▶ TEXT UNDER STUDY:
━━━━━━━━━━

Hi friends! We have some great content from the archives here on WGT, so today I’m highlighting a post from a couple years ago. It’s all about motherhood, postpartum anxiety, and the big lessons I’ve learned after having three babies. It’s my hope that you, or someone you know, might feel a little more seen after reading this.
One day recently something very shocking occurred to me: I have been baking, birthing and feeding babies for the better part of seven years.
And I’ve learned so much not only about my physical, but also my mental, health since the beginning of this journey. I figured I would share on an important topic–what I’ve learned about postpartum anxiety from child one to child three.
This one is going to sound obvious, but for me, I didn’t even know the reasons I was feeling so anxious after having our second baby.
I had never experienced issues with anxiety or depression. Also, I just kept thinking that my heightened state of agitation was due only to my permanent state of exhaustion.
It turns out, those hormones can really mess with you. Also, my doctor felt that the fact that my hormones were still different than their normal state (I was still breastfeeding at the time) added to my anxiety. So this time around, knowing that my hormones impact my mood so drastically feels like winning half the battle.
This one is tricky to battle, because let’s be honest: What mom isn’t constantly tired?
But being aware of the fact that extreme exhaustion made my mood that much more melancholy really helped me to be aware of respecting my limits.
If it means skipping out on watching my favorite TV show at night in favor of catching a few extra minutes of sleep, I’ll do it. If it means I skip a workout in the morning (I’m a big fan of 6am barre classes!), then that’s what I do.
I remind myself that it’s most important to be rested, so that everything else can fall into place. So if you’re in the same spot, don’t be scared to stand up to fight for those extra few minutes of shuteye! Every bit helps.
After three babies, I’m a big believer in parenting by instinct.
Yes, books can be helpful in guiding you, providing solid objective information, and even helping to establish routines (if you’re into that). But at the end of the day when you’re facing a parenting challenge, your gut will kick in to guide you on how to best deal with it. Listen to it, because when you don’t, anxiety can get worse.
Whether it’s debating whether or not to do sleep training or learning to take a deep breath and enjoy the little moments, anxiety only gets worse when you fight against your limits. So trust your gut and let that be the biggest guide in how you parent.

━━━━━━━━━━

▶ EXERCISE PROMPT:
Can you continue the post about postpartum anxiety from where it stops, picking up after its last sentence?

━━━━━━━━━━

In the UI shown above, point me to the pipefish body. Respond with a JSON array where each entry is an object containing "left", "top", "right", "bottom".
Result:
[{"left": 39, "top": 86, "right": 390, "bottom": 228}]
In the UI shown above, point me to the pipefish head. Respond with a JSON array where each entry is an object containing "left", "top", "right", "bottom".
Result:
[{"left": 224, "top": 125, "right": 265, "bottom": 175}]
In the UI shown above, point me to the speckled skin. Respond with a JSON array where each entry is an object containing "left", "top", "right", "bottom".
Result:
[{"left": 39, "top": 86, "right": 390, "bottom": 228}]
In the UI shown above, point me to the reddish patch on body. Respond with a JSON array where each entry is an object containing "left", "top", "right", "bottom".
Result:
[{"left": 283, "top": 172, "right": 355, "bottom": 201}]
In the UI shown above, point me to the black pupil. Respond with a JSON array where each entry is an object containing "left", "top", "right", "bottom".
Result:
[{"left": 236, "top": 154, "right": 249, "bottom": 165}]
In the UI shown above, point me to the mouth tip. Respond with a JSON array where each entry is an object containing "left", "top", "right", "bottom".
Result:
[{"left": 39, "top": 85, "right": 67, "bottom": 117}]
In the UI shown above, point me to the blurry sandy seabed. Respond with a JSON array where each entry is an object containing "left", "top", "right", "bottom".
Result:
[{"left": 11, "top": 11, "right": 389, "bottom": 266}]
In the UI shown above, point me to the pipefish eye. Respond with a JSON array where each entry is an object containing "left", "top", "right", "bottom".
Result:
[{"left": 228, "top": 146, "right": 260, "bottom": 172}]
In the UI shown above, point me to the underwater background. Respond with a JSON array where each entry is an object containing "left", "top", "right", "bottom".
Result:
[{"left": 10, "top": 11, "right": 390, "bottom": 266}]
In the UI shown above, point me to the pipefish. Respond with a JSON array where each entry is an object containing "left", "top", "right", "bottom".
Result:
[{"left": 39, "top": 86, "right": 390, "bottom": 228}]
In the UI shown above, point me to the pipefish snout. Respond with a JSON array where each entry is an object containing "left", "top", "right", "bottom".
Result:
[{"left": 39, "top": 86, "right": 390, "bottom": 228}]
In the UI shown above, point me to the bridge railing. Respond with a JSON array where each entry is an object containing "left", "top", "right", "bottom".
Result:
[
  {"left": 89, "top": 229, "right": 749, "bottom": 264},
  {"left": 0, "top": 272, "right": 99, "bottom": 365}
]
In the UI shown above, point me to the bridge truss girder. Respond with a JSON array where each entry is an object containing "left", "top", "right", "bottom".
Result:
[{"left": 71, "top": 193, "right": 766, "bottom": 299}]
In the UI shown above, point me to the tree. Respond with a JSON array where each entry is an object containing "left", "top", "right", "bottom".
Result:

━━━━━━━━━━

▶ EXERCISE ANSWER:
I will never, ever understand what kind of person would be embarrassed to admit that they do therapy, because it. is. the. SHIT.
Drop your ego. No one cares that you’re not perfect. And no other sane, caring person would judge you for reaching out to a professional who is actually trained to talk you through the very problems you’re experiencing.
Most insurance plans cover therapy with a low co-pay. And with sites like Talk Space and others popping up, you don’t even have to leave the comfort of your home to talk with a professional these days. Bonus!
To be honest, I’m still waiting to even out after baby number three.
Since I’m still nursing (actually just started weaning her), I have a feeling it will be a while before I’m completely back to my normal state. But I’m getting there. (By the way, here are my tips on how to survive breastfeeding.)
I remember telling my husband after I stopped nursing our second–maybe two months after–that I finally felt like myself again. I didn’t even know that I was feeling so different until I started feeling normal again. It’s the craziest thing; you really do adjust to your new normal. But that doesn’t mean you’re back at your baseline levels for hormones again.
If you’re still feeling a little off even after you’ve stopped nursing, consider talking to your doctor to have some bloodwork done. They can check your levels to make sure that everything is falling within the normal range.
Related: Check out my podcast interview below with renowned hormone expert, Dr. Carrie Jones, who sheds light on why our hormones change so much during and after childbirth. A must-listen for anyone who’s trying to get her mood, weight, and mental health back on track after kids!
I’m probably not the only one who finds it oddly comforting to realize that every emotion I’ve had surrounding motherhood, every hurdle I’ve faced and every problem I’ve encountered has been faced–and dealt with–by women before me. Incredible women. Strong women. Women who also struggled, then found their peace.
Take comfort in knowing that these paths have been walked before, and countless women have come through just fine.
Be honest about your needs, find your support network, and give it time.
I’m no expert, but I hope these lessons help guide you if you’re facing any postpartum anxiety.
And tell me, mamas, what did I miss? Any advice about postpartum anxiety you would give?